** TASK STATEMENT **
Return only the line that contains "phrase -- stone facade" and each line after it, through the last line of the data below, copied exactly.

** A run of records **
......

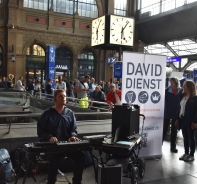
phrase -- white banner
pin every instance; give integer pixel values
(143, 83)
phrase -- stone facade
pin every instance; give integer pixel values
(21, 27)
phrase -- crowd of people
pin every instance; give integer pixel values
(181, 113)
(84, 90)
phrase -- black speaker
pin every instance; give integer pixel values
(126, 118)
(110, 174)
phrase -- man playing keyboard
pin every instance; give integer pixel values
(56, 124)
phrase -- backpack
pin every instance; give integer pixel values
(7, 173)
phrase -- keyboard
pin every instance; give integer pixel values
(63, 146)
(94, 137)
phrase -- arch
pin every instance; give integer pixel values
(68, 47)
(34, 63)
(87, 48)
(41, 44)
(63, 61)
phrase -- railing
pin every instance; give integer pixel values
(94, 105)
(150, 8)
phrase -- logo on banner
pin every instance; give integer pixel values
(143, 97)
(155, 97)
(130, 97)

......

** TASK RESULT **
phrase -- stone facade
pin every instance; give integer pixel values
(21, 27)
phrase -- crowd of people
pin every instance; give integer pixel values
(181, 113)
(84, 90)
phrase -- black speaker
pin every instance; give integer pixel values
(126, 118)
(110, 174)
phrase -- man playing keyboard
pin every instance; give integer pixel values
(56, 124)
phrase -- backpack
pin every instance; give integer pixel values
(7, 173)
phrase -- keyboard
pin every instance; give integer pixel values
(63, 146)
(94, 137)
phrase -- arch
pin every instance; give integer pixel values
(68, 47)
(34, 63)
(87, 48)
(41, 44)
(63, 61)
phrase -- railing
pin every instance; give integer pixel values
(94, 105)
(150, 8)
phrase -- logo on banner
pin every instance; give integer pixel values
(143, 97)
(155, 97)
(130, 97)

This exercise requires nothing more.